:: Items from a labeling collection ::
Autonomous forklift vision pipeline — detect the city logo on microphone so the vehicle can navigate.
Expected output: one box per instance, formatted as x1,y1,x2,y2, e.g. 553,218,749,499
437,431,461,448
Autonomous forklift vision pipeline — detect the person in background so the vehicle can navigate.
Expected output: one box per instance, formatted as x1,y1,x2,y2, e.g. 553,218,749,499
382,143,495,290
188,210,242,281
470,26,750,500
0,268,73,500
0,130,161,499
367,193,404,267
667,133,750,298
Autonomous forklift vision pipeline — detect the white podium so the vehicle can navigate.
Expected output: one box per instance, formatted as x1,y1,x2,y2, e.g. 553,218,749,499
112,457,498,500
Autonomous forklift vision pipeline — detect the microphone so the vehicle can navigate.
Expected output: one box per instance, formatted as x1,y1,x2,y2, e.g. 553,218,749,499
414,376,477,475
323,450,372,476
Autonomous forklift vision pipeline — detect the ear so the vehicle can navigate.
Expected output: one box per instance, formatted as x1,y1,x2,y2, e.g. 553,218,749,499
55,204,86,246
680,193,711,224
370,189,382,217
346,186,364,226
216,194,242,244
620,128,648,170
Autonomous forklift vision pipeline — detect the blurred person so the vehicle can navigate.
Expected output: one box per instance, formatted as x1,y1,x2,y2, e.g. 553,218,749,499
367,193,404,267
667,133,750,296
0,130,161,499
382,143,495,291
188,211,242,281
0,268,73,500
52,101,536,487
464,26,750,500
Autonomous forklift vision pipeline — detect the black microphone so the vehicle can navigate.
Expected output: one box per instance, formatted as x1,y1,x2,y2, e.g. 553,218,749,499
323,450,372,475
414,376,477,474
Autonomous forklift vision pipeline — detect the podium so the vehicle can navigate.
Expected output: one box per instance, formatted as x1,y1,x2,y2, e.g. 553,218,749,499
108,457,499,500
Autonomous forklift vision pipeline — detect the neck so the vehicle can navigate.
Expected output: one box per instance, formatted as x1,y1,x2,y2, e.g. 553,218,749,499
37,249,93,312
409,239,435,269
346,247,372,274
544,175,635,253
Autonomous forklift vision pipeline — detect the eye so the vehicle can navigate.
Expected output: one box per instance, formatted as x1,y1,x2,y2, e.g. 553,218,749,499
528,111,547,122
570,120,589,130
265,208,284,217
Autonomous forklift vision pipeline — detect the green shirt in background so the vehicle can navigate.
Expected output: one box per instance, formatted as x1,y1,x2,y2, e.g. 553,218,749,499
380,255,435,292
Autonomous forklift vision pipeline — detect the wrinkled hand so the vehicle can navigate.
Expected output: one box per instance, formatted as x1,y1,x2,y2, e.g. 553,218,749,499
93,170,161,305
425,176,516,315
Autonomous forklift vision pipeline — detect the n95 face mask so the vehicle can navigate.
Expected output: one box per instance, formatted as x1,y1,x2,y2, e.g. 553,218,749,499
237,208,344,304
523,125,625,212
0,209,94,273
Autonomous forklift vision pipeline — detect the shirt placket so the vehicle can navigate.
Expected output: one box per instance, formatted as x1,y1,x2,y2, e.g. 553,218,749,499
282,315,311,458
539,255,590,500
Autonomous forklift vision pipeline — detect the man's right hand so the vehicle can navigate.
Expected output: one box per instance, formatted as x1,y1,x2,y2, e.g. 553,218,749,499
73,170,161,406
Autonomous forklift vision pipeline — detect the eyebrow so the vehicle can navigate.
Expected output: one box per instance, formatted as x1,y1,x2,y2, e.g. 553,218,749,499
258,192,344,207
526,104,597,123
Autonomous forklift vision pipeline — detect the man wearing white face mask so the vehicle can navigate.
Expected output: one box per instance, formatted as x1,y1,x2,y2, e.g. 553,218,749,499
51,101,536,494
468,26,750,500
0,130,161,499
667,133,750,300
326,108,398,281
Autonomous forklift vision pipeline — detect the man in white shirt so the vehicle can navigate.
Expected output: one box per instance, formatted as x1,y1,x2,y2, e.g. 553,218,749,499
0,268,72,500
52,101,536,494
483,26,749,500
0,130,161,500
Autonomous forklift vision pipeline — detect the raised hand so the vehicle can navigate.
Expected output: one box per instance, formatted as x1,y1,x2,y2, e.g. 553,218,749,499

:: Given task ::
List every line of the items above that contains the string "mask". Case counts.

:: Answer to this problem ::
Autonomous forklift vision pipeline — detect the n95 face mask so the vehicle can navigate.
Autonomous forklift vision pipeline — detect the man wearing white face mask so the vehicle can navigate.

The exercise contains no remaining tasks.